### Information given ###

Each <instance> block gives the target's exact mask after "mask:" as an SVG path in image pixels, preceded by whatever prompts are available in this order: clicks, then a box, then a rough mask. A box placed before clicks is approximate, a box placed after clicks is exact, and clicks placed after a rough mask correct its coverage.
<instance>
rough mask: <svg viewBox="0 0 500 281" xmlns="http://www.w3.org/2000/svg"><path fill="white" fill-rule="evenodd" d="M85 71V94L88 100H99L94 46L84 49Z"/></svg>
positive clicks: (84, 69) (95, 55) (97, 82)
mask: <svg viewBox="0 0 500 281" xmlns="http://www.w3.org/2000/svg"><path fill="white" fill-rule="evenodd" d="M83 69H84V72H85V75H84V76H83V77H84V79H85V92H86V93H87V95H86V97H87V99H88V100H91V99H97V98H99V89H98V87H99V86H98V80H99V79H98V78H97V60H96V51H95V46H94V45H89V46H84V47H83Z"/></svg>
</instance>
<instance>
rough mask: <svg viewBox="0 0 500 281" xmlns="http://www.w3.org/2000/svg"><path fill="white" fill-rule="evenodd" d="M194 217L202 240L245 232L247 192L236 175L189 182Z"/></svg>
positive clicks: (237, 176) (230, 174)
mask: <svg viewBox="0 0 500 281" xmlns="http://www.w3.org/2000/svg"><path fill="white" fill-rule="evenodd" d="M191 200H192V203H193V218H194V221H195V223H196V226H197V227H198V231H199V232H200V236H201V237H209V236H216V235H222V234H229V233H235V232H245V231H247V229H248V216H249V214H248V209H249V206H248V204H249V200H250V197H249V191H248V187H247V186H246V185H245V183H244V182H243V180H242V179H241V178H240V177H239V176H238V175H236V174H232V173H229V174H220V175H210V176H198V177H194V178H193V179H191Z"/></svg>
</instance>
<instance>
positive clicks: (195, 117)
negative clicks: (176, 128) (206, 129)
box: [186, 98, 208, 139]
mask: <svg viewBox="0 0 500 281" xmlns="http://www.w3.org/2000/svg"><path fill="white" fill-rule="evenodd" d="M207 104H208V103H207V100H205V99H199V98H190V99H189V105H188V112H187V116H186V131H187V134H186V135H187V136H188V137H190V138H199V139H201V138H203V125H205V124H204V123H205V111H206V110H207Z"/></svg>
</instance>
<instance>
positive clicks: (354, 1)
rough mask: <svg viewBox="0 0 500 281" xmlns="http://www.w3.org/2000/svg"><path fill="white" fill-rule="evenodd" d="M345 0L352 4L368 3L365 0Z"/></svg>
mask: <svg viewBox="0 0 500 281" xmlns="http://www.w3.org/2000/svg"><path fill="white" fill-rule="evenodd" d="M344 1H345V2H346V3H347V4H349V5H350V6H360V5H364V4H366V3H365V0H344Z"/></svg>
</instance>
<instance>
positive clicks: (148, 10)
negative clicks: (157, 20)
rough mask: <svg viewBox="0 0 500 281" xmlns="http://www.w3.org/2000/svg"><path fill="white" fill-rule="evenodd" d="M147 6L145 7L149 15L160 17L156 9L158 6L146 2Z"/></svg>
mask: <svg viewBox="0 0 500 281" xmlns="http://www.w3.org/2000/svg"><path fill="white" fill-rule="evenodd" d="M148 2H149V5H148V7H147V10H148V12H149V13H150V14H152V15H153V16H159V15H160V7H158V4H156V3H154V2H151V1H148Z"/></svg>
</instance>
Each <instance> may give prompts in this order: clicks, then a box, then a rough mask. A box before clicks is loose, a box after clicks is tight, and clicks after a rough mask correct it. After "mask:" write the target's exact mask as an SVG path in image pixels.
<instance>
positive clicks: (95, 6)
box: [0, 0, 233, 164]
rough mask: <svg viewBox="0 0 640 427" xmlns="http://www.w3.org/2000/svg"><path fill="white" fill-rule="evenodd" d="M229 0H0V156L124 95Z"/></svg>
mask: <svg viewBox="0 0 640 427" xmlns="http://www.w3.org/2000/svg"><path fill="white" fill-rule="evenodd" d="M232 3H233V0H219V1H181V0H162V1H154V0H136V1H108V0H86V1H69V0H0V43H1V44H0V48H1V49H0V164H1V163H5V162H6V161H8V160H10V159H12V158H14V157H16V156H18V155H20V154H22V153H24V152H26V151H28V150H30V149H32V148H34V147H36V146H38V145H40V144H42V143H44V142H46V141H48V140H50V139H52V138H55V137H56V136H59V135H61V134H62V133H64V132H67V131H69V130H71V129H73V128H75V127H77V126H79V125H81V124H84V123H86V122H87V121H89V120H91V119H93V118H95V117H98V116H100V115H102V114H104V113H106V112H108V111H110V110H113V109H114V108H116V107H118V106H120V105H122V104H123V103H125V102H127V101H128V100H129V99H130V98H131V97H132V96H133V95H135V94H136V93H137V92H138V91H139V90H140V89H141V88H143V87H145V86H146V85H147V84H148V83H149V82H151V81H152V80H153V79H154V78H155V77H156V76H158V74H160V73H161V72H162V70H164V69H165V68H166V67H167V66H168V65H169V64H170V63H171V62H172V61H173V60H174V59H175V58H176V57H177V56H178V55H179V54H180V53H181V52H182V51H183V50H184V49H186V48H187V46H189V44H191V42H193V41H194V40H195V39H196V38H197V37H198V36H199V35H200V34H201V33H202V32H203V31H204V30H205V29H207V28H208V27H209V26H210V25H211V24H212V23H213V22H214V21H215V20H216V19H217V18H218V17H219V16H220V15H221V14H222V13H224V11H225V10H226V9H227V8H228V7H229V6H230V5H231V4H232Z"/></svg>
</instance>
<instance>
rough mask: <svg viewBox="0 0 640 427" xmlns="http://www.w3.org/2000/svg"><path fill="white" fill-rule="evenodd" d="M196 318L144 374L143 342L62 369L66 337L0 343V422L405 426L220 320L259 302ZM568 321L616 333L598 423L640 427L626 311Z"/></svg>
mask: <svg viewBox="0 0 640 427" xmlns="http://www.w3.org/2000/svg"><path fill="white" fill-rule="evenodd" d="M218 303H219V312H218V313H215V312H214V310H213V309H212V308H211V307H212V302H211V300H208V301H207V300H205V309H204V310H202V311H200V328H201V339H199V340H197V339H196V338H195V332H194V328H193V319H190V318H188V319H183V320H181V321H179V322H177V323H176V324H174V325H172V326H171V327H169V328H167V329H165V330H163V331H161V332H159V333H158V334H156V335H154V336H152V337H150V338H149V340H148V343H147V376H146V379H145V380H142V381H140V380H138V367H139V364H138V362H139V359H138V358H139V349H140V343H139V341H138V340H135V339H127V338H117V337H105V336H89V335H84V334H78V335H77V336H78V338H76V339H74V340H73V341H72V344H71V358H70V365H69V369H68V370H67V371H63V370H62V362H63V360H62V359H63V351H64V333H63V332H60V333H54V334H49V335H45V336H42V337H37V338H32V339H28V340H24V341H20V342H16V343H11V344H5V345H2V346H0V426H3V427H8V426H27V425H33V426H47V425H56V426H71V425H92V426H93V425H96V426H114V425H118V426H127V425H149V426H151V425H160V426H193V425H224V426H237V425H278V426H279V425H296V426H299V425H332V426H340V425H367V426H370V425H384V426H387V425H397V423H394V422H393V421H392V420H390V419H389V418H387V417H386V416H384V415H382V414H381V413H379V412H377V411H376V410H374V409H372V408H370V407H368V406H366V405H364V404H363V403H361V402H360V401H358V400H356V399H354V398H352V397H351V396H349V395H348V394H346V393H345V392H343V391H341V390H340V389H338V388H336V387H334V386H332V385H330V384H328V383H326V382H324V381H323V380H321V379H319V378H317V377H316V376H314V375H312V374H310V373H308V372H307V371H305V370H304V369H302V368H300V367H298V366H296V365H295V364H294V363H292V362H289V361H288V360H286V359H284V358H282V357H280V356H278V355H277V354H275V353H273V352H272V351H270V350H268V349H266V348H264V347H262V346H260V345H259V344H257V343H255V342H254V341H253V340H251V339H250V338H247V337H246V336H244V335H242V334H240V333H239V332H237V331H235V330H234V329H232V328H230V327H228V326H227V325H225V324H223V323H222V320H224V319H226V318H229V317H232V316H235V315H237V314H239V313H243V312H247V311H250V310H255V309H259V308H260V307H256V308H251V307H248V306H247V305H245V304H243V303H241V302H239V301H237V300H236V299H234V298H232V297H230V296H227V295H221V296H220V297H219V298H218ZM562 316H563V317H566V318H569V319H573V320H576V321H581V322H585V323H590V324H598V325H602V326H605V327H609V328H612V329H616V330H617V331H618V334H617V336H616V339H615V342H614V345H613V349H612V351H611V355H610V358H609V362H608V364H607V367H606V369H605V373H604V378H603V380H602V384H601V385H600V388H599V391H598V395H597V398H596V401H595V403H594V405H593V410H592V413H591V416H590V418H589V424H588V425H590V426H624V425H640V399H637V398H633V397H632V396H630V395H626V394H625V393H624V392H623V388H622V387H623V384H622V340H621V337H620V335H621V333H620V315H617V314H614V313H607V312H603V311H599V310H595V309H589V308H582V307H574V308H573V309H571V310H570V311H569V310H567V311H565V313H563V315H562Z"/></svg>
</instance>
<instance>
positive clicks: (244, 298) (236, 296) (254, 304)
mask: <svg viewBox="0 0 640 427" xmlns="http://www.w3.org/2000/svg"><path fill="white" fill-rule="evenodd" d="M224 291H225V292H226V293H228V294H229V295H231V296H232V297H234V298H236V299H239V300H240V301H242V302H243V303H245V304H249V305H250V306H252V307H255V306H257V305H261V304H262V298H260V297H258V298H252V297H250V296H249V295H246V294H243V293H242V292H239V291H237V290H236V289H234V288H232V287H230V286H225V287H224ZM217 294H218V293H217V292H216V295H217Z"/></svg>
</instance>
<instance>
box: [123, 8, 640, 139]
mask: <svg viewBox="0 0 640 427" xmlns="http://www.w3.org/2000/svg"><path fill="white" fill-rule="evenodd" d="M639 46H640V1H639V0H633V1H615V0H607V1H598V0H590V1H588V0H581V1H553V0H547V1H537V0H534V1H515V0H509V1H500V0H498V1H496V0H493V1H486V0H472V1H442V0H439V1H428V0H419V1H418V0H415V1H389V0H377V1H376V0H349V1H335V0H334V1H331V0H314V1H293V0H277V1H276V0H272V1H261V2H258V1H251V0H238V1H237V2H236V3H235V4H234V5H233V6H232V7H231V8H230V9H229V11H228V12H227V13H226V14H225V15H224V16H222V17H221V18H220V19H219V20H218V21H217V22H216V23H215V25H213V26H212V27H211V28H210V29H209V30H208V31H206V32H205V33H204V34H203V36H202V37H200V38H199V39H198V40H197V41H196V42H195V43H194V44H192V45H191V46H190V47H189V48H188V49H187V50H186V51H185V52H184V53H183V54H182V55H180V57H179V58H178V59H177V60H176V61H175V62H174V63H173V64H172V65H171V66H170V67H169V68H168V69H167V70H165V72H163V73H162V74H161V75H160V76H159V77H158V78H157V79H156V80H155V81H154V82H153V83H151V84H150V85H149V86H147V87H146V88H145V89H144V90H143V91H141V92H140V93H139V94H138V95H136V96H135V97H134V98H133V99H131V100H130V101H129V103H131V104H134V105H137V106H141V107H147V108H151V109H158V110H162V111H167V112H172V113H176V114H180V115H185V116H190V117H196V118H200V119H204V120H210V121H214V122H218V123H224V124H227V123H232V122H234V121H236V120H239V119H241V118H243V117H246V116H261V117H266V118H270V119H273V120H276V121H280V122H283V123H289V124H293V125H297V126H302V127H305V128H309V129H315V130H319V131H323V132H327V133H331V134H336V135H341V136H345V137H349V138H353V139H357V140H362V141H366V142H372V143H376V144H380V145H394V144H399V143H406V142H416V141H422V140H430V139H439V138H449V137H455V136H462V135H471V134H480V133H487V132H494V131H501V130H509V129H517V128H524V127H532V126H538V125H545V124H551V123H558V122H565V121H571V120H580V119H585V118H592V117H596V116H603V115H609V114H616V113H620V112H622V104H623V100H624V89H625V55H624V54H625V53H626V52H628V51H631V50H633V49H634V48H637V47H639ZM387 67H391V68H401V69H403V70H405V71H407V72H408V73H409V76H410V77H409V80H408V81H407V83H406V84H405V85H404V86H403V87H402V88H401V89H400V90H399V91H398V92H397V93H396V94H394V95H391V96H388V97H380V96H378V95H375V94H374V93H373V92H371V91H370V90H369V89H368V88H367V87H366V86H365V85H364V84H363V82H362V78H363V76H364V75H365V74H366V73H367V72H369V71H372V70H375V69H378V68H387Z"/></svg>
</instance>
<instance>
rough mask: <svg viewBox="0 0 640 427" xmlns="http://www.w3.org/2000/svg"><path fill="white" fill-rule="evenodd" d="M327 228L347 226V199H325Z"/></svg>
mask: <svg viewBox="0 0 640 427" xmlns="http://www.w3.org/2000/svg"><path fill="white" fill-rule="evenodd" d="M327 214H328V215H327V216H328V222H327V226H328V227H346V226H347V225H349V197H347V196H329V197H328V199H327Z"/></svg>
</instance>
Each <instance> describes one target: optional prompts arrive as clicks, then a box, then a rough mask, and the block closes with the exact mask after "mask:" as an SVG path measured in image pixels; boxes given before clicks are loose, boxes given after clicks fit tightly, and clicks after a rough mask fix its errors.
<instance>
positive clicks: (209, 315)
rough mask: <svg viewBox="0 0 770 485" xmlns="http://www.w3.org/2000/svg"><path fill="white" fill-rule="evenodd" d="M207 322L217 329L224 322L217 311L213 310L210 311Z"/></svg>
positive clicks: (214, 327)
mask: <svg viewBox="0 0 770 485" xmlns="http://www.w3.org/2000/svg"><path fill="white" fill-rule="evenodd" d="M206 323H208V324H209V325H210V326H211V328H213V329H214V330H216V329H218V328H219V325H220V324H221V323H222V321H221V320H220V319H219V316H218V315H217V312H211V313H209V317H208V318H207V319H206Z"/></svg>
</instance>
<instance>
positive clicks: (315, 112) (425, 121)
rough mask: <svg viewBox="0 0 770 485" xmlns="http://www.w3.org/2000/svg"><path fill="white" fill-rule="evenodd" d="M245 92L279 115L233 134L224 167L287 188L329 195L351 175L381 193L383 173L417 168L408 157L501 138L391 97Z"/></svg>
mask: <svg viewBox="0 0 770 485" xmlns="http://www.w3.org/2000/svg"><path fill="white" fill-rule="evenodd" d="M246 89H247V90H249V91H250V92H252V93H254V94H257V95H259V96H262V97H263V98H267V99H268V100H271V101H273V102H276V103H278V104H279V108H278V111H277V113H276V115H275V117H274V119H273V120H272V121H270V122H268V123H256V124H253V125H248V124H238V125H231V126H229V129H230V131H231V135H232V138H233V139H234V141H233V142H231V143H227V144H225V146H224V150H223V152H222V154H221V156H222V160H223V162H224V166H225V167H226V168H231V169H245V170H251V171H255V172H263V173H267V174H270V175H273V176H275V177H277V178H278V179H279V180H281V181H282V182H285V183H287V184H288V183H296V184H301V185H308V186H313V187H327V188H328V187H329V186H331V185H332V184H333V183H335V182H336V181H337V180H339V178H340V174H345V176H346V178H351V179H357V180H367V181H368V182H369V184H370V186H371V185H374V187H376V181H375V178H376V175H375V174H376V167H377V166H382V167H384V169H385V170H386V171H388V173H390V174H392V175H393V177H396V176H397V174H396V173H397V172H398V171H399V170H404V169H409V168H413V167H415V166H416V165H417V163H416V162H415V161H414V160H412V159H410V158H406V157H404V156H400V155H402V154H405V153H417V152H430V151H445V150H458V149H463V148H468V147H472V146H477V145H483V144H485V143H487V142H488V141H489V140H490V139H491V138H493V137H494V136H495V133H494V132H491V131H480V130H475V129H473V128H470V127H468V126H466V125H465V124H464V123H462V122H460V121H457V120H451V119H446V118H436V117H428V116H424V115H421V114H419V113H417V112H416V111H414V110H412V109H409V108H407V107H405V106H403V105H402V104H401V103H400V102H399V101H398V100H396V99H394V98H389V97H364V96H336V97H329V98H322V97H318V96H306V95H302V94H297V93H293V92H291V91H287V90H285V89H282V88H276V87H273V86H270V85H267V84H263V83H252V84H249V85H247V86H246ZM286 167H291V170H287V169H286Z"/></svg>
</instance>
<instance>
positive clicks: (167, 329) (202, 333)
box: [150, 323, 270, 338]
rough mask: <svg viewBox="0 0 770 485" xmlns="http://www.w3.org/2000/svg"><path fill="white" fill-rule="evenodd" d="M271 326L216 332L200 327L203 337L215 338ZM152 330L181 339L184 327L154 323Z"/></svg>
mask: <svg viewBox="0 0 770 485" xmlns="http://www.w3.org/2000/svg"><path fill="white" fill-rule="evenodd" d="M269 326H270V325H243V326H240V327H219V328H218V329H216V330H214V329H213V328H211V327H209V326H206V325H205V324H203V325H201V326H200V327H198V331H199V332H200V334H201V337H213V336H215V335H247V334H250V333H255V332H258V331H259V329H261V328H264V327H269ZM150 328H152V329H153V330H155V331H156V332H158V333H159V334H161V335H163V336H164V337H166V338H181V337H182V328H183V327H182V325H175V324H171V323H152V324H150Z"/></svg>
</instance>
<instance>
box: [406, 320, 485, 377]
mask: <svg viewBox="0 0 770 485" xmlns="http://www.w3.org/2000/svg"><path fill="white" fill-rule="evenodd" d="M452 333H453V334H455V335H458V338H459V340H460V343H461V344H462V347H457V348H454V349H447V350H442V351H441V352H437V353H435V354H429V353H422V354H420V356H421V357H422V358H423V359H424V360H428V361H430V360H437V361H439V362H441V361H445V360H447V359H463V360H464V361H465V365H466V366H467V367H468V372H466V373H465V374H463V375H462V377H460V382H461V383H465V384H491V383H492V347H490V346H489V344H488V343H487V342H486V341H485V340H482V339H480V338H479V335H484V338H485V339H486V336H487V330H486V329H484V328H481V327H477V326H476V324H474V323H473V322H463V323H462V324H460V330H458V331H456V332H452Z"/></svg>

###

# What this task involves:
Set the entries down again exactly, beginning with their first line and ending with the line that contains "71V94L88 100H99L94 46L84"; omit all other lines.

# Answer box:
Each <instance> block gives the target's exact mask after "mask:" as an SVG path in image pixels, preceded by whatever prompts are available in this order: clicks, then a box, then a rough mask. A box placed before clicks is approximate, a box placed after clicks is exact, and clicks placed after a rough mask correct its coverage.
<instance>
rough mask: <svg viewBox="0 0 500 281" xmlns="http://www.w3.org/2000/svg"><path fill="white" fill-rule="evenodd" d="M85 71V94L88 100H99L94 46L84 49Z"/></svg>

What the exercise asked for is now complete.